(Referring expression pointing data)
● ● ● ●
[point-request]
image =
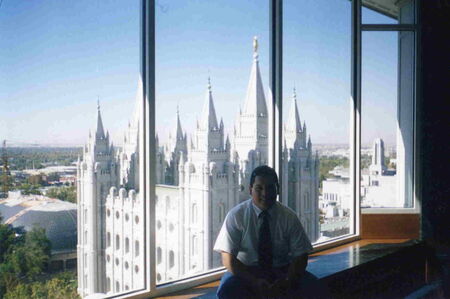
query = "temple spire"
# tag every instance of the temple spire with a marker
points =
(294, 123)
(99, 131)
(255, 101)
(209, 119)
(179, 131)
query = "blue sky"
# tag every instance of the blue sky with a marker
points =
(63, 55)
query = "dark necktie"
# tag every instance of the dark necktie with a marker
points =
(265, 243)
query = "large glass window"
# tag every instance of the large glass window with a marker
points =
(70, 114)
(388, 92)
(316, 95)
(212, 121)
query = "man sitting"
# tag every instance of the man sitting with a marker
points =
(264, 246)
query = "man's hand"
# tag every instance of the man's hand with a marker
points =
(279, 287)
(263, 287)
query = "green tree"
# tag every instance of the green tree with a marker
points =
(36, 179)
(7, 236)
(61, 286)
(63, 193)
(27, 189)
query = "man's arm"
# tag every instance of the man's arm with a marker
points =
(236, 267)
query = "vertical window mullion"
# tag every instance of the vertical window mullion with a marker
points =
(355, 139)
(148, 144)
(276, 95)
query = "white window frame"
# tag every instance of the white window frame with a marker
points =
(148, 152)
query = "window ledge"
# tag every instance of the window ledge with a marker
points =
(335, 266)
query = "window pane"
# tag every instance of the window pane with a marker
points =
(387, 12)
(70, 75)
(207, 66)
(387, 119)
(316, 82)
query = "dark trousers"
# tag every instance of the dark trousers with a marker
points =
(233, 287)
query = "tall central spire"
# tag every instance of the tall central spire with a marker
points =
(99, 131)
(179, 130)
(209, 119)
(294, 123)
(255, 101)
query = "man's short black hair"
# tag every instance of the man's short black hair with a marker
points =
(264, 171)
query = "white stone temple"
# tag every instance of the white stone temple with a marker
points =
(198, 180)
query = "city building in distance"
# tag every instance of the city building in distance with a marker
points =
(197, 181)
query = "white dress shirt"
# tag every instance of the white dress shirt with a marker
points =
(239, 234)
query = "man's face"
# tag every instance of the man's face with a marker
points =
(264, 192)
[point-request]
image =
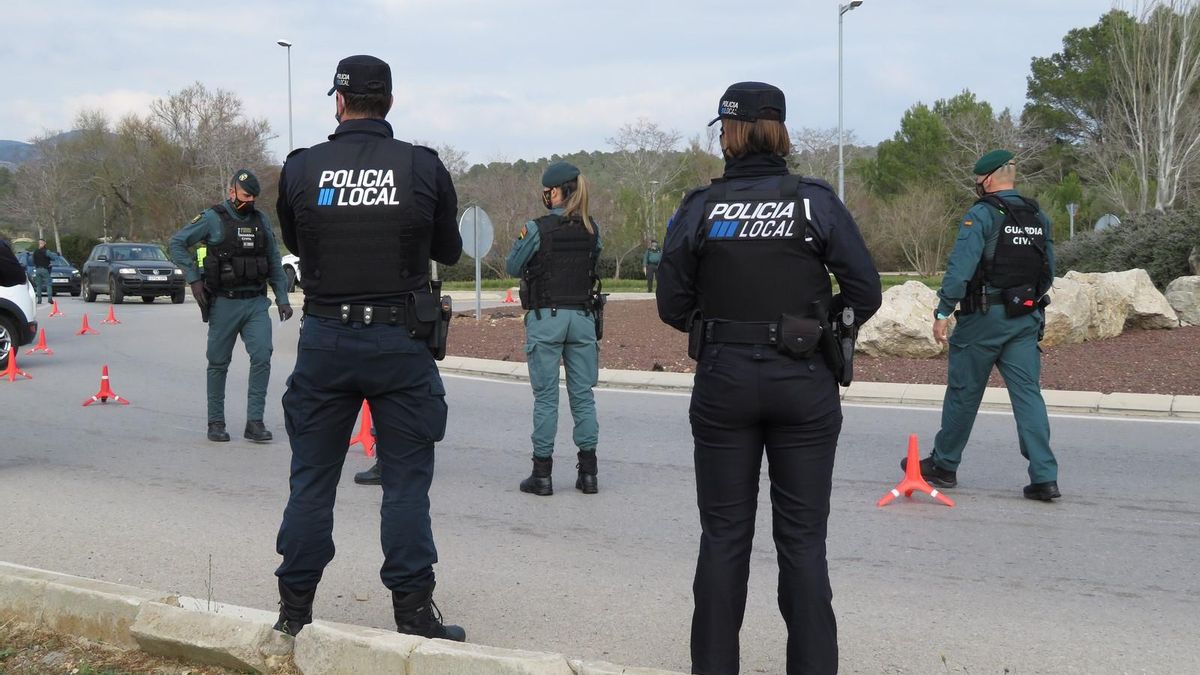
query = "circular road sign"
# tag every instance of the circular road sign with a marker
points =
(475, 225)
● ● ● ●
Exact copy, no pictures: please print the data above once more.

◆ Answer to this task ◆
[point-request]
image =
query = "temple spire"
# tag every instance of the temple spire with a marker
points =
(294, 123)
(99, 131)
(255, 101)
(209, 119)
(179, 131)
query = "blue sky"
# tag every instance of the blue sky with a marker
points =
(63, 55)
query = "dark necktie"
# tag every instance of the dark necktie with a marker
points =
(265, 243)
query = "large glass window"
# tag every instance of the large glass window with a marker
points =
(70, 114)
(388, 92)
(316, 95)
(212, 121)
query = "man sitting"
# tag every instance of the man sitting with a marker
points =
(264, 246)
query = "man's hand"
# tag every instance of the man's hand with a marker
points =
(279, 287)
(263, 287)
query = "green tree"
# tag every instance of the green tree with a marker
points =
(36, 179)
(7, 236)
(61, 286)
(63, 193)
(27, 189)
query = "man's arm"
# tag every instance of the man's arm with a marker
points =
(236, 267)
query = "vertical window mullion"
# tag every instance of the vertical window mullion with a marker
points =
(355, 139)
(148, 144)
(276, 95)
query = "white window frame"
# tag every instance of the white window frame with a marker
points =
(148, 152)
query = "window ledge"
# tag every instance of the window ledge with a marker
points =
(335, 266)
query = "window pane"
# tag every instance of the window pane with a marker
points =
(387, 12)
(70, 75)
(207, 66)
(387, 119)
(316, 82)
query = "dark trousers"
# tag every instance of the dark trousers with a marker
points =
(233, 287)
query = "tall central spire"
# tag every instance of the tall central spire with a marker
points =
(99, 131)
(179, 130)
(209, 119)
(294, 123)
(255, 101)
query = "man's short black hair"
# tag every instance of the man's short black hair with a marker
points =
(264, 171)
query = "white stone temple"
# tag every instance of the white stone temple with a marker
points =
(198, 180)
query = "city building in distance"
# tag every instance of the city building in distance with a marker
points =
(197, 181)
query = "white dress shirt"
# tag every instance of the white dress shirt with a marker
points =
(239, 234)
query = "man's face"
# tag every instance of the man's face with a marker
points =
(264, 192)
[point-request]
image =
query = "circular road sign"
# tag every instance of the circular road sign with a marker
points =
(475, 225)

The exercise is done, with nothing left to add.